Exercise:
The entries below need to be transcribed verbatim.

___

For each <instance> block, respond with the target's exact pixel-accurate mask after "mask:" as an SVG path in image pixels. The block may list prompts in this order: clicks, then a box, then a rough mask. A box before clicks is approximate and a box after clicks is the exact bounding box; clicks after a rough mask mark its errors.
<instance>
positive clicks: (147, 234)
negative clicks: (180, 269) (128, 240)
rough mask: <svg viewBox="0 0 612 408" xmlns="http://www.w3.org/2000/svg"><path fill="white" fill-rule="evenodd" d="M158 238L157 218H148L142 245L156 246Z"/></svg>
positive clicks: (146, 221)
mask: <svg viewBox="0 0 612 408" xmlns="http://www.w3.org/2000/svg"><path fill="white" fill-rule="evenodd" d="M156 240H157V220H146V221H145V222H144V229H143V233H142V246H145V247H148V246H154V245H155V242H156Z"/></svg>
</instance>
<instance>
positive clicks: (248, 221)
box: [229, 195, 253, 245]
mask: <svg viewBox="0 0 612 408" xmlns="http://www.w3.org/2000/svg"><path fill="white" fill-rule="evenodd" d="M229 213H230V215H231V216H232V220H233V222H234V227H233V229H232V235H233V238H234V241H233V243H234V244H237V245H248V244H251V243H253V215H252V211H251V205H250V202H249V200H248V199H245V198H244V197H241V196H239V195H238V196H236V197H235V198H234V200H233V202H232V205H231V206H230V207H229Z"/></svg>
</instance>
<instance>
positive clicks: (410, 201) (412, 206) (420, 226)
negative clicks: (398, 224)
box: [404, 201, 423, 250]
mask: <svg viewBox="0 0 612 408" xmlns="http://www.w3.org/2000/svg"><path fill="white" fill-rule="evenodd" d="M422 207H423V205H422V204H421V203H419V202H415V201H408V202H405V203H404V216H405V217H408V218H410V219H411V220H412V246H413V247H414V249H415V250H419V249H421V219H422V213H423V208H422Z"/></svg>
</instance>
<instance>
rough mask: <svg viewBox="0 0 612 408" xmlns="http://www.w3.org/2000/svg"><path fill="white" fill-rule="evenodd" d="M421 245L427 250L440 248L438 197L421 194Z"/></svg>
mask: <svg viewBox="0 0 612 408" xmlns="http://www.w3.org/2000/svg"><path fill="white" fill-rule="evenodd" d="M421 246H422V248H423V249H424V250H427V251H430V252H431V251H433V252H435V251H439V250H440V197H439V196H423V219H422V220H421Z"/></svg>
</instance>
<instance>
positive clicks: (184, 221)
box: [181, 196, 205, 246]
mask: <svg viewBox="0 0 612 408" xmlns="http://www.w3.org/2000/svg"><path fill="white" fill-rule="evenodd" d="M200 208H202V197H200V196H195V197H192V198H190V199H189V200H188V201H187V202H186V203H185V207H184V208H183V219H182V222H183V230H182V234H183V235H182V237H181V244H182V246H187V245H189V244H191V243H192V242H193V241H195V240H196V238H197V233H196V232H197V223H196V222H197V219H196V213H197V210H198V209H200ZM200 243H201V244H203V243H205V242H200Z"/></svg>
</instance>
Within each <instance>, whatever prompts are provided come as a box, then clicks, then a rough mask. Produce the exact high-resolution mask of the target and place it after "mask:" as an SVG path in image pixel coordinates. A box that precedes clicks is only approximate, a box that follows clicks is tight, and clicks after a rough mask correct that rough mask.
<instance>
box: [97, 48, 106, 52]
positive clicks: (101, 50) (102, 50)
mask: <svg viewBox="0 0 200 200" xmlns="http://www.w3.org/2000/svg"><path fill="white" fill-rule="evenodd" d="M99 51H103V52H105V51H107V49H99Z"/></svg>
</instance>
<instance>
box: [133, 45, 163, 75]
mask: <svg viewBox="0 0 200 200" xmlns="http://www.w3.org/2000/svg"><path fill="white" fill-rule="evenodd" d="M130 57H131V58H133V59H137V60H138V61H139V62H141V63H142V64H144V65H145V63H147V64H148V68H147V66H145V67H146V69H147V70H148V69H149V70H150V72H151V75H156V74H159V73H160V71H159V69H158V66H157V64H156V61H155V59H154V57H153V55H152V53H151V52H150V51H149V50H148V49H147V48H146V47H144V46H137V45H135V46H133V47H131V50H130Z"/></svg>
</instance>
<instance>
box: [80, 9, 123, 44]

___

Task response:
For each <instance> block, respond with the target's exact pixel-accurate mask after "mask:" as an SVG path in image pixels. The block may list prompts in this order: clicks, then a box, then a rough mask. A box before clicks is approximate and a box after clicks is the exact bounding box; clicks after a rough mask mark its errors.
<instance>
positive clicks: (147, 234)
negative clicks: (180, 269) (128, 240)
rough mask: <svg viewBox="0 0 612 408" xmlns="http://www.w3.org/2000/svg"><path fill="white" fill-rule="evenodd" d="M158 238L157 218H148L142 245L156 246Z"/></svg>
positive clicks: (146, 221)
mask: <svg viewBox="0 0 612 408" xmlns="http://www.w3.org/2000/svg"><path fill="white" fill-rule="evenodd" d="M156 240H157V220H146V221H145V222H144V229H143V233H142V246H145V247H148V246H154V245H155V242H156Z"/></svg>
</instance>
<instance>
positive clicks: (248, 221)
box: [229, 195, 253, 245]
mask: <svg viewBox="0 0 612 408" xmlns="http://www.w3.org/2000/svg"><path fill="white" fill-rule="evenodd" d="M229 213H230V215H231V216H232V220H233V222H234V227H233V229H232V235H233V238H234V241H233V243H234V244H237V245H248V244H251V243H253V215H252V211H251V205H250V202H249V200H248V199H245V198H244V197H241V196H239V195H238V196H236V197H235V198H234V200H233V202H232V205H231V206H230V207H229Z"/></svg>
</instance>
<instance>
positive clicks: (410, 201) (412, 206) (420, 226)
negative clicks: (398, 224)
box: [404, 201, 423, 250]
mask: <svg viewBox="0 0 612 408" xmlns="http://www.w3.org/2000/svg"><path fill="white" fill-rule="evenodd" d="M422 207H423V205H422V204H421V203H419V202H415V201H408V202H405V203H404V216H405V217H408V218H410V219H411V220H412V246H413V247H414V249H415V250H419V249H421V219H422V213H423V208H422Z"/></svg>
</instance>
<instance>
rough mask: <svg viewBox="0 0 612 408" xmlns="http://www.w3.org/2000/svg"><path fill="white" fill-rule="evenodd" d="M421 245L427 250L440 248L438 197L421 194Z"/></svg>
mask: <svg viewBox="0 0 612 408" xmlns="http://www.w3.org/2000/svg"><path fill="white" fill-rule="evenodd" d="M421 246H422V248H423V249H424V250H427V251H430V252H431V251H433V252H435V251H439V250H440V197H439V196H423V219H422V220H421Z"/></svg>
</instance>
<instance>
positive clicks: (184, 221)
box: [181, 196, 205, 246]
mask: <svg viewBox="0 0 612 408" xmlns="http://www.w3.org/2000/svg"><path fill="white" fill-rule="evenodd" d="M200 208H202V197H200V196H195V197H192V198H190V199H189V200H188V201H187V202H186V203H185V207H184V208H183V219H182V222H183V230H182V234H183V235H182V237H181V244H182V246H187V245H189V244H191V243H192V242H193V241H195V240H196V238H197V233H196V232H197V223H196V222H197V219H196V213H197V210H198V209H200ZM200 243H201V244H203V243H205V242H200Z"/></svg>
</instance>
Within each <instance>, whatever prompts are provided come as a box, then clicks, then a rough mask. Produce the exact high-resolution mask of the target and place it after "mask:" as an SVG path in image pixel coordinates. A box that precedes clicks is only approximate, a box that follows clicks is tight, and clicks after a rough mask correct that rough mask.
<instance>
box: [97, 48, 106, 52]
positive clicks: (101, 50) (102, 50)
mask: <svg viewBox="0 0 200 200" xmlns="http://www.w3.org/2000/svg"><path fill="white" fill-rule="evenodd" d="M99 51H103V52H105V51H107V49H99Z"/></svg>
</instance>
<instance>
box: [133, 45, 163, 75]
mask: <svg viewBox="0 0 200 200" xmlns="http://www.w3.org/2000/svg"><path fill="white" fill-rule="evenodd" d="M130 57H131V58H133V59H137V60H138V61H139V62H141V63H142V64H144V65H145V63H147V64H148V68H147V66H145V67H146V69H147V70H148V69H149V70H150V72H151V75H156V74H159V73H160V71H159V69H158V66H157V64H156V61H155V59H154V57H153V55H152V53H151V52H150V51H149V50H148V49H147V48H146V47H144V46H137V45H135V46H133V47H131V50H130Z"/></svg>
</instance>
<instance>
box: [80, 9, 123, 44]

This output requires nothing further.